Problem description » Extract from the exhibit announcement the exact passage that begins at the words "Expressionist figurative works" and stops after the words "band High Lonesome.".

Document text »
──────────────────────────────
Expressionist figurative works by Theresa Pfarr, mixed media on paper by Fay Ku and large-scale photographs of the Mississippi Delta by Kathleen Robbins go on exhibit today in the Baum Gallery of the University of Central Arkansas at Conway. There will be a reception at 4 p.m. today with music by Fayetteville band High Lonesome.
Pfarr lives and works in New Jersey and was a Pollock-Krasner grant recipient in 2012-2013. Her statement about “By Proxy”:
My work has evolved through studying and researching images of women used in advertising, particularly those in the fashion industry. I discover and draw from the meanderings of these images, and the incongruous and residual anxiety they leave behind. As images stuff my mailbox, invade and clutter my space, I answer their aggression through painting. I interpret their narratives, then break or extend those narratives through a collage and paint process. Identity loss and re-development is explored through the manipulation of surface texture and paint handling. In the effort to convey the psychological struggle in dealing with self-evaluation and mass appeal, my work is both social exposition and autobiographical. Through standing-in for the commercial character my identity is distanced but also clearer, by proxy.
──────────────────────────────
Location identification entries
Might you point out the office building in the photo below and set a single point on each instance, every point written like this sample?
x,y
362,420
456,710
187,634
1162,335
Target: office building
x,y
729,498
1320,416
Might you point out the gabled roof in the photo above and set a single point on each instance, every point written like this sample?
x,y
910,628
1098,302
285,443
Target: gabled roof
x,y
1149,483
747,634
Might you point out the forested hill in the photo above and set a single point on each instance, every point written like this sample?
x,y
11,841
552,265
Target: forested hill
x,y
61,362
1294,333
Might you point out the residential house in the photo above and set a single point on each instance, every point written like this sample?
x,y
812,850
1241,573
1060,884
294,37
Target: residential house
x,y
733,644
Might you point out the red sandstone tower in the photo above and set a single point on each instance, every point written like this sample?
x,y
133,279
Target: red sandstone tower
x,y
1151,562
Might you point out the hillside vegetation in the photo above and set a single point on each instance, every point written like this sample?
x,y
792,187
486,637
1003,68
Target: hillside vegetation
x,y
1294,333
──────────────────────────────
Solution »
Expressionist figurative works by Theresa Pfarr, mixed media on paper by Fay Ku and large-scale photographs of the Mississippi Delta by Kathleen Robbins go on exhibit today in the Baum Gallery of the University of Central Arkansas at Conway. There will be a reception at 4 p.m. today with music by Fayetteville band High Lonesome.